-- start of Source data --

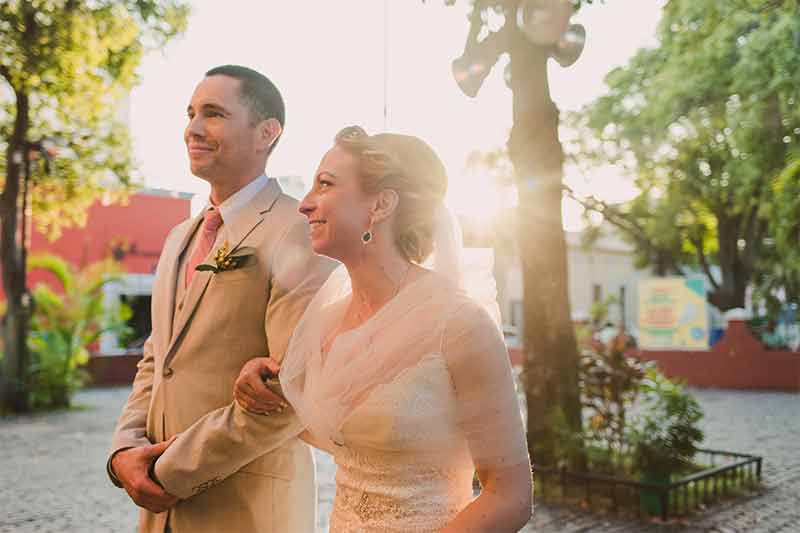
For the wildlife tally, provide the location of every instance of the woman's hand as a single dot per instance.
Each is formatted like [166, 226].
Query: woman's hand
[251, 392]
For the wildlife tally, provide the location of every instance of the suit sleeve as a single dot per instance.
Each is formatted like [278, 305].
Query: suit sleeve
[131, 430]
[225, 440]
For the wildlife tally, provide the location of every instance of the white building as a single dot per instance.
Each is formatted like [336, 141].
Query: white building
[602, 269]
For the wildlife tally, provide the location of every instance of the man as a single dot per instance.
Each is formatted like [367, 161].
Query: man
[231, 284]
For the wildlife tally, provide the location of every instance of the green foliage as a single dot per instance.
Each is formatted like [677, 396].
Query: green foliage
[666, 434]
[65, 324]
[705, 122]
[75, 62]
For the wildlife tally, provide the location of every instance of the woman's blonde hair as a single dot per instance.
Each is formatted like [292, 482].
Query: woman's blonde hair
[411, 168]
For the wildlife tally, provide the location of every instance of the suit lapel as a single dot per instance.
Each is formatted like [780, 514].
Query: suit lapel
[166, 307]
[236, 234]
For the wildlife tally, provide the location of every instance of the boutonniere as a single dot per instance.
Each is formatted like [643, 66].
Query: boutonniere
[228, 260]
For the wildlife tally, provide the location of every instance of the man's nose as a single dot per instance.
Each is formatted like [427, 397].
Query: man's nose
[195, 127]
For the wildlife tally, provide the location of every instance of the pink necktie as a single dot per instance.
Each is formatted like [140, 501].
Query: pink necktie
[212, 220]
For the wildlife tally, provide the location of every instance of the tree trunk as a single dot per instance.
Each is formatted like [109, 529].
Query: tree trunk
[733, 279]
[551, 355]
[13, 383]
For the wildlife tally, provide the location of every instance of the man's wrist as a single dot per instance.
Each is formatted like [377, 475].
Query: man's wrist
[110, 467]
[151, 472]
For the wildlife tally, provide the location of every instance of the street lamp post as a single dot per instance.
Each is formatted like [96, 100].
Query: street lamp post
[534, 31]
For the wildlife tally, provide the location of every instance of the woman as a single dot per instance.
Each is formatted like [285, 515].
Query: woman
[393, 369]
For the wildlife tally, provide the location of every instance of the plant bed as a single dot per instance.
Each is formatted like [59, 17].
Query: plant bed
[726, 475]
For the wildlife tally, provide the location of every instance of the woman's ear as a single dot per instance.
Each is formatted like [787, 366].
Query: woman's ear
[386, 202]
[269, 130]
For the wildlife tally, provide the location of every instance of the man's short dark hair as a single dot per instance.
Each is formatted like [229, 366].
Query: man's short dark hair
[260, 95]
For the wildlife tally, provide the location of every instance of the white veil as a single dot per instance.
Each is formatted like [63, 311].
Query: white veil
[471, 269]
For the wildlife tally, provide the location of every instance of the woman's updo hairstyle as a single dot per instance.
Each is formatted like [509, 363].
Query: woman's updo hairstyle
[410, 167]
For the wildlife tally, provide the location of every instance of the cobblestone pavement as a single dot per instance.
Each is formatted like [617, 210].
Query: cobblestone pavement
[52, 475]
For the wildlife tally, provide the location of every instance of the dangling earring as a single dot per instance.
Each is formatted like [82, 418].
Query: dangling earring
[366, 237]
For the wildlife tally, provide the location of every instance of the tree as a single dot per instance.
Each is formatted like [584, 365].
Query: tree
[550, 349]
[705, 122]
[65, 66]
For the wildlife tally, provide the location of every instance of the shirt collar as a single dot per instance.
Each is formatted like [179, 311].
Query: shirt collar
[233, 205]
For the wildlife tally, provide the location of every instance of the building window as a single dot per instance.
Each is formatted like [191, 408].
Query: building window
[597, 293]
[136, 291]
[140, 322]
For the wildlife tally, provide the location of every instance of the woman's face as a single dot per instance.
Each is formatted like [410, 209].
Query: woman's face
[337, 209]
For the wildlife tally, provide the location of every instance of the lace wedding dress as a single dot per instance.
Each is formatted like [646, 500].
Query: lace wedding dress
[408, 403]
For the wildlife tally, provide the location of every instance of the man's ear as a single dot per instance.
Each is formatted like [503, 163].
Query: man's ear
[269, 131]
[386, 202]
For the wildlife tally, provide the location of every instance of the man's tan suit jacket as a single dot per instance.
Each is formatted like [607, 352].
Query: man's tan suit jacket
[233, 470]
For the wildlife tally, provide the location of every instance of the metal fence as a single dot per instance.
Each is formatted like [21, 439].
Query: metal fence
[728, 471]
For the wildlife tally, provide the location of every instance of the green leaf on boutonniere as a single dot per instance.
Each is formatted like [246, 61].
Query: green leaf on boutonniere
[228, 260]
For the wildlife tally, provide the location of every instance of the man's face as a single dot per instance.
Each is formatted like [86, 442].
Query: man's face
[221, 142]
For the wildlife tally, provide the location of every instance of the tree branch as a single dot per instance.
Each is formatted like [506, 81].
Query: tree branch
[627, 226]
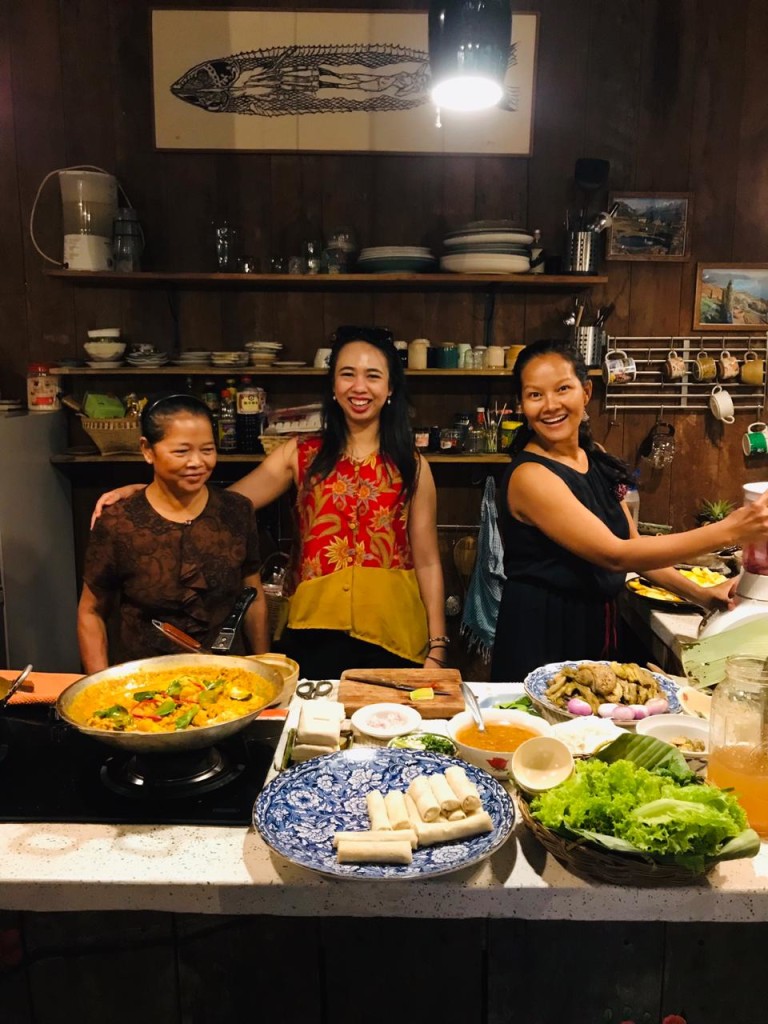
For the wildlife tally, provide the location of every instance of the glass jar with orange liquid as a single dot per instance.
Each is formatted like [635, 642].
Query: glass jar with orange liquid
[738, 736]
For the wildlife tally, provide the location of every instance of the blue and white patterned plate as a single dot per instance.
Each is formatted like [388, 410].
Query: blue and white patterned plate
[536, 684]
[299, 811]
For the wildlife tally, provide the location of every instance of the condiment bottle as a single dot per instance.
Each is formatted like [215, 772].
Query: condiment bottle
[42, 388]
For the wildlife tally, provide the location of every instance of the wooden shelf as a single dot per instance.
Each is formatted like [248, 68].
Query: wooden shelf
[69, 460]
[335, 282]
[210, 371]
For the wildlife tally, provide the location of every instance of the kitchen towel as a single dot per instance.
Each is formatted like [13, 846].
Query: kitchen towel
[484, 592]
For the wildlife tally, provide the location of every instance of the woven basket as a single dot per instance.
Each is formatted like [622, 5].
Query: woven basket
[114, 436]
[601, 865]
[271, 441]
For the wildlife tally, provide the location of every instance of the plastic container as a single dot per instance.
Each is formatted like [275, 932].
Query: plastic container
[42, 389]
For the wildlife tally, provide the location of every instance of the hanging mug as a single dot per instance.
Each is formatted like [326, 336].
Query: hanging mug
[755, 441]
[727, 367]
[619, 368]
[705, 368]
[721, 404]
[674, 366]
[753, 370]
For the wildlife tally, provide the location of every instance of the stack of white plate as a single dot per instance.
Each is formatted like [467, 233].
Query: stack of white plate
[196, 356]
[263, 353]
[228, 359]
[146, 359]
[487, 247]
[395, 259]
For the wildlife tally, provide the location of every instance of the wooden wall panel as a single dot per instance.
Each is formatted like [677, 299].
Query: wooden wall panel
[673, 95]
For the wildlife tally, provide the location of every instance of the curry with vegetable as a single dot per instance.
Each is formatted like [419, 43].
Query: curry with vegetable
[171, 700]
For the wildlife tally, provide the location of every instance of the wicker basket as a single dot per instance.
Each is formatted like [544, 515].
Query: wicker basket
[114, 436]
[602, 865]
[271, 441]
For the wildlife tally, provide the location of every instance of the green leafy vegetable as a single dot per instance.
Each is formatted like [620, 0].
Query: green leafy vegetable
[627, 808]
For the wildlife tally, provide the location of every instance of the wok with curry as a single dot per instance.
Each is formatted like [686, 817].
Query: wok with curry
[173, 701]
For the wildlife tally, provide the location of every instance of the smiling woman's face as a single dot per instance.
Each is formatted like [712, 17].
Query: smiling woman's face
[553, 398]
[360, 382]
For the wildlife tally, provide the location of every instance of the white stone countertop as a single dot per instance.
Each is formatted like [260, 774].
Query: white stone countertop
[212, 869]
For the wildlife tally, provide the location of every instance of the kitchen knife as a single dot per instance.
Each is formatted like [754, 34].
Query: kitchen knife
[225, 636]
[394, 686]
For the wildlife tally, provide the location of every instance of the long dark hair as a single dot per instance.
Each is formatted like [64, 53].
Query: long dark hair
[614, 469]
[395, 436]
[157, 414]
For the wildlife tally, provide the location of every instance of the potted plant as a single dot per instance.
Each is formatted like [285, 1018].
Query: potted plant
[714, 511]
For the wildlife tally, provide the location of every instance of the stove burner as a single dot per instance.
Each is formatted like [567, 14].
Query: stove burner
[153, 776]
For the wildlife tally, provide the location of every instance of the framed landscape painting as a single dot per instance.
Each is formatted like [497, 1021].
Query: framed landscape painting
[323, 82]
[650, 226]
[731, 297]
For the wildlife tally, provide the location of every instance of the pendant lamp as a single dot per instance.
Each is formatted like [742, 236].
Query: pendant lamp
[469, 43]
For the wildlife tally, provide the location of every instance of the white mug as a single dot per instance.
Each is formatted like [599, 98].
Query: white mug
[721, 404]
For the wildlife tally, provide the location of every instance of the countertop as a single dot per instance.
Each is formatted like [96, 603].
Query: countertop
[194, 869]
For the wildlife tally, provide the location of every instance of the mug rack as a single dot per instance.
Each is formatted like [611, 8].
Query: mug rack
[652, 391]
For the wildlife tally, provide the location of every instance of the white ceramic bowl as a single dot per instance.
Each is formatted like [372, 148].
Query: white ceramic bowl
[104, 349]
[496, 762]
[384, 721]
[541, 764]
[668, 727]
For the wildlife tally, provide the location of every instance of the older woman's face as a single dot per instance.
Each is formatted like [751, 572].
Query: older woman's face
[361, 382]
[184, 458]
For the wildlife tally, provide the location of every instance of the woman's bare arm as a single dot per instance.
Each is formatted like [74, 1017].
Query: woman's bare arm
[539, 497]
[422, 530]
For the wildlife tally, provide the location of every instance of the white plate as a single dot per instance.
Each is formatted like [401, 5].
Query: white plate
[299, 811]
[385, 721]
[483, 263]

-- end of Source data --

• _Instructions for the task_:
Could you quote, exactly as they appear, the line containing "burner as a single dot per instance." and every line after it to the end of the records above?

• _Exercise answer_:
For the wildlife tally, provide the location of every instance of the stove burner as a single dot per instance.
Each is formatted like [567, 14].
Query: stove burner
[153, 776]
For the wildlife tally, provide the location of every instance of the framed landscape painting as a single dot per instance.
Each is formatted like [497, 1021].
Query: framed landscape painting
[323, 82]
[650, 226]
[731, 297]
For the wildlife tally, provide the location of every instance of the pendant lamp as a single dot per instance.
Each is formatted like [742, 236].
Query: pendant lamp
[469, 43]
For the wildlife tally, provide the location of every instance of the white mug as a single dot per instance.
Each is formatted like [599, 98].
Query: white mug
[721, 404]
For the wildlife tally, provide the location of every instance of the countertop as a single dot per instance.
Each is formatted like [96, 603].
Query: countertop
[194, 869]
For the wildlife tally, provide the location of every instance of the mug rack as a single dot per instance.
Each is formatted like [611, 8].
Query: mug rack
[652, 391]
For the wildlife tally, provide the location of every instance of the white ceramic bowl as a single dot per instance.
Each is formatted like [372, 148].
Query: white ceramic bowl
[104, 349]
[496, 762]
[384, 721]
[541, 764]
[668, 727]
For the wildlife tally, provide the location of every instance of the older woman's face as a single dot per instance.
Each is formatted like [751, 572].
Query: older woman's face
[361, 382]
[184, 458]
For the wildlife tally, provide the location of every instance of the woman's bare arm as a single dot per instance.
Each is formatted like [74, 1017].
Query: woman's bare arm
[539, 497]
[422, 530]
For the wildlife tally, provide the location of every instance of the white plate as a single dot per instance.
Each is formatted like [401, 5].
Query: white plate
[299, 811]
[385, 721]
[483, 263]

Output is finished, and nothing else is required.